Output every line of the data below verbatim, with nothing altered.
** start of Data for the task **
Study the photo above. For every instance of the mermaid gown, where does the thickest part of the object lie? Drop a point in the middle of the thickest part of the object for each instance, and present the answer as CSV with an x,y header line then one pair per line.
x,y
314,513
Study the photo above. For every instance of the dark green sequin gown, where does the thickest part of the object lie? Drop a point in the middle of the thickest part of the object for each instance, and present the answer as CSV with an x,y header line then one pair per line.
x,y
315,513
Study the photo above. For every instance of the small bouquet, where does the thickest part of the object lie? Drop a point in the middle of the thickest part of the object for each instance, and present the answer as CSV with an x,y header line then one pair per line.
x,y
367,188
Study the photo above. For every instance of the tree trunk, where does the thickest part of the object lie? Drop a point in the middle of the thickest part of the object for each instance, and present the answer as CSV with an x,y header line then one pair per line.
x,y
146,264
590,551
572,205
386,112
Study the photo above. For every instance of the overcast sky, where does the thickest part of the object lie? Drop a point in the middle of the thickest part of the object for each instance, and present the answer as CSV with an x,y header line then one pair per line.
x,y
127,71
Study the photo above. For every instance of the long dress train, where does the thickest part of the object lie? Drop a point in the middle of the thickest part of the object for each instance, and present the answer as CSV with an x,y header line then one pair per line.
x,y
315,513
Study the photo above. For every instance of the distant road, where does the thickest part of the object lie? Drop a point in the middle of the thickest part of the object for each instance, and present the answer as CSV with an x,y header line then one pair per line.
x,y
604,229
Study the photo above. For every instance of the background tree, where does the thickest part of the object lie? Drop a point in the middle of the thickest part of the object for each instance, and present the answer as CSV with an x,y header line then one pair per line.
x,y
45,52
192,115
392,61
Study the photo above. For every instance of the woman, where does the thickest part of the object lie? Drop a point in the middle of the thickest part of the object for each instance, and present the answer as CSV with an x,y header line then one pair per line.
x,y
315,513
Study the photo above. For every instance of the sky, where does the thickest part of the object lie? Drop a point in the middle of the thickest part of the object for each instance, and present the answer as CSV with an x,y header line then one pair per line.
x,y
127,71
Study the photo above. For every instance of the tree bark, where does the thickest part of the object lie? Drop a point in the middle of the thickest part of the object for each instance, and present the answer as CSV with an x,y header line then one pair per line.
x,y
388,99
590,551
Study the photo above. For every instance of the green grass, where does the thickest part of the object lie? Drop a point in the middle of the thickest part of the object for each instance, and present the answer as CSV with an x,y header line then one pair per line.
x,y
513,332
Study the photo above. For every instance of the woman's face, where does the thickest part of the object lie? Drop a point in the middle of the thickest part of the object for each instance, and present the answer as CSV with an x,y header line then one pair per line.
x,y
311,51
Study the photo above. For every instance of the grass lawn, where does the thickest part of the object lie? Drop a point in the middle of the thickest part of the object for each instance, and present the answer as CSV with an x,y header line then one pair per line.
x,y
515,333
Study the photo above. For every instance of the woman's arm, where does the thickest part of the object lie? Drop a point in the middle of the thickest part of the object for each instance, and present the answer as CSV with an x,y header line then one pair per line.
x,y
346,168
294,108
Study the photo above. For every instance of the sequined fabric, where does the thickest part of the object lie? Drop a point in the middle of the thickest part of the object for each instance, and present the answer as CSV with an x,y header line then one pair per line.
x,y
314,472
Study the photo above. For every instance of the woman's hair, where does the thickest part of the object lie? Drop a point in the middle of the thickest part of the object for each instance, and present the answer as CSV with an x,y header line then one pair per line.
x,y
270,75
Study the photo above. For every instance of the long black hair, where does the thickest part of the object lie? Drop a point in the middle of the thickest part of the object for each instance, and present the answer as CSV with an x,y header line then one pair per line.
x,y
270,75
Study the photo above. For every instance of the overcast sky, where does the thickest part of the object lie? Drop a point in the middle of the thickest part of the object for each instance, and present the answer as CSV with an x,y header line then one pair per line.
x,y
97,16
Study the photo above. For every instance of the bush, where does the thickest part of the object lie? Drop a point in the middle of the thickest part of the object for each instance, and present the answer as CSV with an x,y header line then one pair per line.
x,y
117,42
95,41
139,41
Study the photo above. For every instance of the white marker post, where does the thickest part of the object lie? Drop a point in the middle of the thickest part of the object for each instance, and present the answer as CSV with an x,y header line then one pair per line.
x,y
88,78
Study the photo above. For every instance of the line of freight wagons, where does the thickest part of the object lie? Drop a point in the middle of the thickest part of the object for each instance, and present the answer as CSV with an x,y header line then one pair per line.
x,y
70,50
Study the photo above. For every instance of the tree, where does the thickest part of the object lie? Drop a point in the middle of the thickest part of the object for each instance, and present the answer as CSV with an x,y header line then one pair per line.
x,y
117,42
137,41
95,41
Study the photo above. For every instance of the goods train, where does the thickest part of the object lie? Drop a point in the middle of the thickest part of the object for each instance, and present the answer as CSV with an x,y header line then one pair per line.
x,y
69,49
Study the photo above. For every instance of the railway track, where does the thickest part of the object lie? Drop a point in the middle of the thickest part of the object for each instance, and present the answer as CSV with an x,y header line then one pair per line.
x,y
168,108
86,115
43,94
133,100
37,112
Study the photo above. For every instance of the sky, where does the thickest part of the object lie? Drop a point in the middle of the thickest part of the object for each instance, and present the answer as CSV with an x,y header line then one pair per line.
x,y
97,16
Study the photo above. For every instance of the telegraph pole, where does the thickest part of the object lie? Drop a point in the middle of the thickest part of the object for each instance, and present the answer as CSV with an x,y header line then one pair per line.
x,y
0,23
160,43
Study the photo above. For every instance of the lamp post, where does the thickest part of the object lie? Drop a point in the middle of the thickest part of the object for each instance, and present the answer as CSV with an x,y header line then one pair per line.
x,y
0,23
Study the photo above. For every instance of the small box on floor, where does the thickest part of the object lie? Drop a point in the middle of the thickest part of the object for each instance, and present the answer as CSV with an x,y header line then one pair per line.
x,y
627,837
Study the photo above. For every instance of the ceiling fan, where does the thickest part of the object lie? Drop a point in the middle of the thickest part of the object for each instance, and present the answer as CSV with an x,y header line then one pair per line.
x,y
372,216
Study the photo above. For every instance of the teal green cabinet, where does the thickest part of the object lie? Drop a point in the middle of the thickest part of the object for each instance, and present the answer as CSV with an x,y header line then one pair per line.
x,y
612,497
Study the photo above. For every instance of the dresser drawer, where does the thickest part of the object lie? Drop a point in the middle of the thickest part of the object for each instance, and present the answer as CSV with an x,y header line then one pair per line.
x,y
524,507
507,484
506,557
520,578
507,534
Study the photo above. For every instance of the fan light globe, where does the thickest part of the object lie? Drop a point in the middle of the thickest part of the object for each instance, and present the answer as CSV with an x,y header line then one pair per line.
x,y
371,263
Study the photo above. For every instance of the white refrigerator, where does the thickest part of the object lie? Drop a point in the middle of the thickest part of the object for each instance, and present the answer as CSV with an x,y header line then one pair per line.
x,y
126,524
** end of Data for the task **
**The answer:**
Study the photo above. For every instance of the mermaid gown, where does the thickest part of the object lie? Drop a point in the middle of the thickest part of the object for each instance, and present the answer as CSV with an x,y header line then one pair per line.
x,y
314,513
Study the photo above. For every instance of the dark green sequin gown, where does the thickest part of the object lie? Drop a point in the middle of the thickest part of the object for each instance, and present the answer as CSV with an x,y header line then one pair per line.
x,y
315,513
Study the photo above. For every instance of the small bouquet, where does the thickest part of the object lie? Drop a point in the middle of the thickest part of the object for each instance, and present the answer as CSV with an x,y header line then one pair per line.
x,y
367,188
Study the photo above. For every instance of the tree trunk, where does the thickest part of the object lie? Drop a point in the middle of the thickest part of the object for each instance, and present the answer as CSV with an x,y header line then one pair per line.
x,y
146,264
590,551
572,205
386,112
Study the photo above. For every instance of the overcast sky, where does the thickest part of the object lie? Drop a point in the middle of the thickest part of the object for each instance, and present the answer as CSV with an x,y header line then one pair per line.
x,y
127,71
Study the photo above. For every instance of the long dress train, where does the thickest part of the object lie? Drop a point in the middle of the thickest part of the object for each instance, and present the answer as CSV with an x,y header line then one pair per line.
x,y
315,513
Study the photo above. For every instance of the distant road, where does the thickest part of the object lie? Drop a point in the middle of the thickest part of the object for each instance, and present the answer as CSV with an x,y header line then one pair per line.
x,y
604,229
Study the photo above. For every instance of the background tree, where does the thickest part of the object lie? Drop a point in the middle of the thickest part of the object for each instance, and present the answer as CSV with an x,y header line then one pair per line.
x,y
45,52
192,115
392,61
Study the photo above. For every instance of the woman, where does the thickest part of the object lie? Drop a point in the middle of the thickest part of the object for each instance, and present the answer as CSV with an x,y header line then one pair per line.
x,y
315,513
Study the photo above. For every instance of the sky, where does the thickest part of the object lie? Drop a point in the middle of the thickest part of the object for each instance, and present the answer as CSV with an x,y header line then one pair per line.
x,y
127,71
Study the photo above. For every instance of the tree bark, where does the thickest part of the object lie? Drop a point in the middle of the thickest part of the object for each instance, and present the answer as CSV with an x,y header line then one pair per line.
x,y
388,99
590,551
Study the photo above. For every instance of the green grass, where does the thickest part of the object lie? Drop a point in the middle of the thickest part of the object for each instance, and present the answer as CSV with an x,y header line then one pair per line.
x,y
513,332
Study the photo above. For every instance of the woman's face, where does the thickest part of the object lie? Drop a point in the middle of the thickest part of the object for each instance, and present the answer as CSV with an x,y header line then one pair per line.
x,y
311,51
Study the photo above. For every instance of the grass lawn, where does the thickest part of the object lie? Drop a point in the middle of the thickest part of the object for each instance, and present the answer as CSV with an x,y header line then one pair per line.
x,y
515,333
Study the photo above. For every instance of the woman's arm, where does the thickest part of the object lie? Drop a point in the middle of the thickest part of the object for each instance, and present the answer as CSV with an x,y header line then one pair per line.
x,y
346,168
294,108
Study the photo above. For every instance of the sequined fabric, where does the thickest part of the object lie? Drop a point in the middle of the thickest part of the object for each instance, and present the answer as CSV with an x,y header line then one pair per line.
x,y
314,472
Study the photo above. For every instance of the woman's hair, where does the thickest part of the object lie? Drop a point in the middle of the thickest part of the object for each instance, and present the answer as CSV with an x,y header line then one pair per line.
x,y
270,75
Study the photo above. For every instance of the long black hair, where does the thickest part of the object lie? Drop a point in the middle of the thickest part of the object for each instance, and present the answer as CSV with an x,y header line then one pair per line.
x,y
270,75
Study the photo above. For every instance of the overcast sky, where does the thickest part of the object lie? Drop a point in the middle of the thickest part of the object for each instance, and present the answer as CSV with an x,y header line then one pair per line.
x,y
97,16
Study the photo above. For every instance of the bush, where does the thickest part of the object lie? Drop a point in the middle of the thickest part of the object for each instance, and present the answer as CSV with an x,y header line then one pair per line.
x,y
117,42
95,41
139,41
Study the photo above. For every instance of the white marker post, where does the thickest part of the object lie? Drop a point in the middle of the thickest part of the object for each instance, and present the answer as CSV with an x,y header line then one pair per line.
x,y
88,78
Study the photo above. For every instance of the line of freight wagons, where does the thickest part of the object lie? Drop a point in the middle of the thickest part of the object for each instance, and present the answer as CSV with an x,y header line then one pair per line.
x,y
70,50
Study the photo above. For every instance of the tree, where does the thickest part of the object lie? Drop a point in the middle of the thickest part of the object for each instance, and present the answer as CSV with an x,y header line then one pair per line.
x,y
117,42
137,41
95,41
Study the photo above. For every instance of the goods train, where does the thickest part of the object lie? Drop a point in the middle of the thickest part of the object for each instance, and present the answer as CSV with an x,y header line then one pair per line.
x,y
69,49
Study the photo above. For every instance of the railway track, where does the thickest part of the object lie? Drop a point in the middle of the thickest part of the object for each instance, and present the answer as CSV with an x,y header line then one pair per line.
x,y
168,108
86,115
43,94
133,100
37,112
Study the photo above. For every instance of the sky, where does the thickest part of the object lie? Drop a point in the middle of the thickest part of the object for each instance, and present the answer as CSV with an x,y header line then one pair per line.
x,y
97,16
Study the photo above. For every instance of the telegraph pole, where does the thickest part of the object lie? Drop a point in the middle of the thickest part of the object for each instance, and present the answer as CSV with an x,y header line then one pair per line.
x,y
0,23
160,43
Study the photo above. For every instance of the lamp post, where does the thickest part of the object lie? Drop a point in the middle of the thickest part of the object for each instance, and present the answer as CSV with an x,y header line then one pair per line.
x,y
0,23
Study the photo above. For every instance of the small box on floor, where does the thickest part of the object lie? Drop a point in the middle of the thickest part of the object for each instance, and present the answer as CSV with an x,y header line then one pair per line.
x,y
627,837
Study the photo above. For every instance of the ceiling fan, where does the thickest part of the object lie? Drop a point in the middle of the thickest part of the object for each instance, and present the answer as CSV with an x,y header line then one pair per line.
x,y
372,216
Study the photo above. For every instance of the teal green cabinet, where does the thickest part of the object lie? Drop a point in the middle of the thickest part of the object for each instance, and present the answer as CSV with an x,y header line then one pair per line.
x,y
612,497
Study the photo above. For every instance of the dresser drawer, where does the thickest part of the object lie? Drop a point in the middle of the thickest part of the object for each instance, and present the answer as CSV with an x,y header line then one pair per line.
x,y
524,507
507,484
506,557
520,578
507,534
Study the photo above. For every instance of the fan light globe, where does the thickest part of the object lie? Drop a point in the middle of the thickest part of the object for each instance, and present the answer as CSV with an x,y header line then one pair per line.
x,y
371,263
Study the photo above. For every instance of the white refrigerator, where does the thickest part of the object lie? Drop a point in the middle of the thickest part of the object for each instance, and present the answer as CSV with an x,y header line then one pair per line.
x,y
126,524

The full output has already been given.